━━━━━ Selected text ━━━━━
Portrait of Shah 'Abbas, watercolour of the Shah attributed to Bishn Das, Mughal India, c.1618
Shah Abbas was one of the formative figures in the creation of modern Iran

Across a conference table in an Iranian vice president's office, tea and sweet pastries are offered before cultural diplomacy.

An ancient clay cylinder, regarded by scholars as the world's first declaration of human rights, helps to seal a deal that could open a new diplomatic channel between Britain and Iran.

On the table is a symbol rarely seen in Tehran, unless it's being burned by protesters outside the British embassy. A mini Union Jack stands alongside an Iranian flag.

I'd been warned that, as a BBC journalist, I might not be welcomed into this Iranian government building in traffic-jammed downtown Tehran.

The launch of the BBC's Persia TV service has prompted a furious denouncement of British 'spies' in the country.

But as I've arrived in esteemed company, I'm waved through and - most surprisingly - offered a seat at the conference table.

The deal is signed for the cultural exchange between Iran and the UK
On the table is a symbol rarely seen in Tehran, unless it's being burned by protesters outside the British embassy

To my left Neil MacGregor, director of the British Museum, whispers: "Well, that's a result."

Facing us on the Iranian side is a team led by a deputy vice-president.

Mr MacGregor's primary role is to secure the loan of artefacts, ornaments and Persian silk carpets for the British Museum's forthcoming exhibition Shah Abbas: The Remaking of Iran.

The third in a quartet of planned shows about great emperors, the exhibition will reveal how the roots of modern Iran can be traced back more than 400 years, to the reign of the greatest leader of the Safavid dynasty.
━━━━━ Record excerpts ━━━━━
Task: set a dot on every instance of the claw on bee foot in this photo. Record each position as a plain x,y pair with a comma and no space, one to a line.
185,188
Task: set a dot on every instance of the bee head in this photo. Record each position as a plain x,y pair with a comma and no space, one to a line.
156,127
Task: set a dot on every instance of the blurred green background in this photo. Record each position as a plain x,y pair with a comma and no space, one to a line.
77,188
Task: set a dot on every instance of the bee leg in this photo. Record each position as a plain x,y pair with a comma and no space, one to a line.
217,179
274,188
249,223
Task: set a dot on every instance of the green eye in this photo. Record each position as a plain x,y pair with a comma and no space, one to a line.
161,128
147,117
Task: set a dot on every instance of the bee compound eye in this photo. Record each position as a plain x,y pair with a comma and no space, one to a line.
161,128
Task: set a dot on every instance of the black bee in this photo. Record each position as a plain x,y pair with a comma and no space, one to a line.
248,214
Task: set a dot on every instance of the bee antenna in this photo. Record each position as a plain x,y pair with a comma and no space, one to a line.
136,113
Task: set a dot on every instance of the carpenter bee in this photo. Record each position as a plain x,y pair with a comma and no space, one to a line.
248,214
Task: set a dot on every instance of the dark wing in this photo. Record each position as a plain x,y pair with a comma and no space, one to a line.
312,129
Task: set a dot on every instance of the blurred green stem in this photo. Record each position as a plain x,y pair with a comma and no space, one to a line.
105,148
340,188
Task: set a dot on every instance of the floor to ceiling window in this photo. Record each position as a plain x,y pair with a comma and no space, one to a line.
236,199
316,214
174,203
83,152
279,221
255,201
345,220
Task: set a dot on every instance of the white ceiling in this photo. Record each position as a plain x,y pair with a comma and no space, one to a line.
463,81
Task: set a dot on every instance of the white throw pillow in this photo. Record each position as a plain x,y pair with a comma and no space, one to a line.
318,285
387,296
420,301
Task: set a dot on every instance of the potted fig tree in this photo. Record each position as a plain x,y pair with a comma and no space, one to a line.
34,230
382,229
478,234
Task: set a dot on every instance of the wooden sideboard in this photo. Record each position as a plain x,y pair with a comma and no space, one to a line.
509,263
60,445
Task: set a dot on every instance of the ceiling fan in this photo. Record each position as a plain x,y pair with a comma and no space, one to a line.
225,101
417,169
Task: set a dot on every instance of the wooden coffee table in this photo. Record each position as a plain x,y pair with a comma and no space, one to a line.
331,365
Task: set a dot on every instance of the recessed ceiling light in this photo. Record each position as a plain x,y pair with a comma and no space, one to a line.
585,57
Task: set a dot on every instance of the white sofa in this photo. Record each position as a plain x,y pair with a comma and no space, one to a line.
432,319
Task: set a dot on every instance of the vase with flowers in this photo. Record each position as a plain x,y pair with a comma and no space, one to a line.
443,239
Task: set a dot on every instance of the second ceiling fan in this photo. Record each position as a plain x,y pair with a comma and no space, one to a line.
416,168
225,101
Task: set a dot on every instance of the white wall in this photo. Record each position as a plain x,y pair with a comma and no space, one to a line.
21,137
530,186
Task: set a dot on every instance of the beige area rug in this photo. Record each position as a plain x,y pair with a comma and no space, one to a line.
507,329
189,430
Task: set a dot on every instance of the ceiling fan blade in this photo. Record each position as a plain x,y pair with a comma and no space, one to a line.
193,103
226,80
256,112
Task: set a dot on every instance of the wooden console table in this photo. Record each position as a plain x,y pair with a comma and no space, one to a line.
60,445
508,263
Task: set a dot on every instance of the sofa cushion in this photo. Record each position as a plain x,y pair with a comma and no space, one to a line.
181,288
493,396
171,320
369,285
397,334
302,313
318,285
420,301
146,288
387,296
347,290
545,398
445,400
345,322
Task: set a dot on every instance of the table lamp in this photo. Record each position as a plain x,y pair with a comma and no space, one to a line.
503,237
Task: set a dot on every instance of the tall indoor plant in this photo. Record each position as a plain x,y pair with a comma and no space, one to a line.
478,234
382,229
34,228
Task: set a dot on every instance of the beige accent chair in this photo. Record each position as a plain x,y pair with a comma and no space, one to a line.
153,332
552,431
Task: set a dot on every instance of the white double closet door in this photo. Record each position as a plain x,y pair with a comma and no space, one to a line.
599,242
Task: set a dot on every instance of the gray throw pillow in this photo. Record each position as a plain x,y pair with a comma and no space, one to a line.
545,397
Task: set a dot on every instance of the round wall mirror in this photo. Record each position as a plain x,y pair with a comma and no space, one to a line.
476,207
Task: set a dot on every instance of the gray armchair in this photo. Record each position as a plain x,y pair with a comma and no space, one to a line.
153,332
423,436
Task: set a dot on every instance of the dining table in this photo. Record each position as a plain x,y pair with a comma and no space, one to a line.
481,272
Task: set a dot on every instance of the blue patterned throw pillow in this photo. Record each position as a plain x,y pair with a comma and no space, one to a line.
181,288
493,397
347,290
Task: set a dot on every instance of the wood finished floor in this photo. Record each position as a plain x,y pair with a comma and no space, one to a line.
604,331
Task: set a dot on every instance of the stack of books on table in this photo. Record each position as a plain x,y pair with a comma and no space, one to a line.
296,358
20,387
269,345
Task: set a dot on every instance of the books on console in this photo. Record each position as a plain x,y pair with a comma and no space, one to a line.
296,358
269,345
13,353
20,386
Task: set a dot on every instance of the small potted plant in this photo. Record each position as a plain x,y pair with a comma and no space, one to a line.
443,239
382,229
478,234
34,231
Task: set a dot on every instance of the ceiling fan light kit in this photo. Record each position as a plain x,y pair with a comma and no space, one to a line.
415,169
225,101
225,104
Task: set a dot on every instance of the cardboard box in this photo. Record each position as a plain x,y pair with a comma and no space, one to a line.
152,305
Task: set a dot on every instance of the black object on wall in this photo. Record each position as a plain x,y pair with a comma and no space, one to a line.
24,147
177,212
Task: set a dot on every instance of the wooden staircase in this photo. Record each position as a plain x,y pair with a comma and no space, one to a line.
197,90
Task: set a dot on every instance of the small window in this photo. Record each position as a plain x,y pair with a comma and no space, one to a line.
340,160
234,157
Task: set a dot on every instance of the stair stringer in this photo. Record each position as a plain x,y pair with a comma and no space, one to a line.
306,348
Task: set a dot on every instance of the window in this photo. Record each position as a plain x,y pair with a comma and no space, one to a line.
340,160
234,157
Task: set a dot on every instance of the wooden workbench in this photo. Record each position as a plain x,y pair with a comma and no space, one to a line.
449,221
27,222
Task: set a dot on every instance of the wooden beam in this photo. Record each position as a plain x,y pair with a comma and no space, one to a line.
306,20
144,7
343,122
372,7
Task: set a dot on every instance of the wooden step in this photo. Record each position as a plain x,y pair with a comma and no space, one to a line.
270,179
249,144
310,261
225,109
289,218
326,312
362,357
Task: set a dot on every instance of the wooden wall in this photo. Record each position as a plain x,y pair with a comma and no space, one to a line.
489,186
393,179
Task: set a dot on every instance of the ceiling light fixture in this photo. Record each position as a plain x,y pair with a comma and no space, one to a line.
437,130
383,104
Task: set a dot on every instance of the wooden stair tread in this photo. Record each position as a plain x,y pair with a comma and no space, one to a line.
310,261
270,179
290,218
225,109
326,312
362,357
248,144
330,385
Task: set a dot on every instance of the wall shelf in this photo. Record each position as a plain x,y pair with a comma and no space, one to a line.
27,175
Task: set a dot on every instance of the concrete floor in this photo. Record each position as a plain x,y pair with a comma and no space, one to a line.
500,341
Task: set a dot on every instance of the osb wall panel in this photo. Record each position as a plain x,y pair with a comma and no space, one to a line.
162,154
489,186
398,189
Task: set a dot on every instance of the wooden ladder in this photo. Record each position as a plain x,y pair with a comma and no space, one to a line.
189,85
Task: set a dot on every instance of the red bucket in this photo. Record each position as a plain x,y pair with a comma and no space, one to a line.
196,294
━━━━━
Exercises to complete
1: What is the title of the British Museum exhibition described in the Shah Abbas article?
2: Rewrite the paragraph of the Shah Abbas article that begins "Mr MacGregor's primary role" as one shorter sentence that keeps its main facts.
3: Continue the Shah Abbas article from its final sentence.
The listing has nothing to do with the Shah Abbas article.

Exercise answers
1: Shah Abbas: The Remaking of Iran.

2: Neil MacGregor's main task is to borrow artifacts, ornaments and Persian silk carpets for the British Museum's upcoming exhibition, Shah Abbas: The Remaking of Iran.

3:
Jet set curator

Neil MacGregor has forged a role as Britain's cultural ambassador to the world.

He travelled to Beijing in 2005 with Tony Blair to sweet talk the Chinese into agreeing to the biggest ever overseas loan of Terracotta Warriors and other treasures from the court of Qin Shihuandi, the First Emperor.

When he returned to Beijing to sign the contract he arrived with a bottle of single malt Scotch and a DVD of Braveheart, having heard the Chinese culture minister was partial to a wee dram whilst watching Mel Gibson in a kilt.

The sweetener went down a treat.

Neil MacGregor's is a man of formidable energy and enthusiasm, power-napping his way around the world.

The Cyrus Cylinder. Babylonian, about 539-530 BC. From Babylon, southern Iraq © The Trustees of the British Museum
The Cyrus Cylinder, the world's first declaration of human rights

We had arrived in Tehran via a whistle-stop tour of Isfahan, a beautiful city whose bridges, palaces and mosques were thrown up in a celebratory flurry by Shah Abbas.

We'd flown in from London overnight, arriving at 5am before hitting the desert road for a five hour drive to Isfahan. Cramped and awestruck by the sunrise over an Iranian wilderness, I didn't sleep a wink.

As I stumbled off the bus, Mr MacGregor bounded into Naghsh-e Jahan Square with boyish excitement, leading the way through the bazaar to the best coffee shop and hubble-bubble hangout in town.

He has an encyclopaedic knowledge of the cultural history of the globe, casually peppering conversation with ancient dates and names and, by way of illustration, describing in loving detail artefacts from the British Museum collection.

One such object whose political and cultural significance resonates through history is the Cyrus Cylinder.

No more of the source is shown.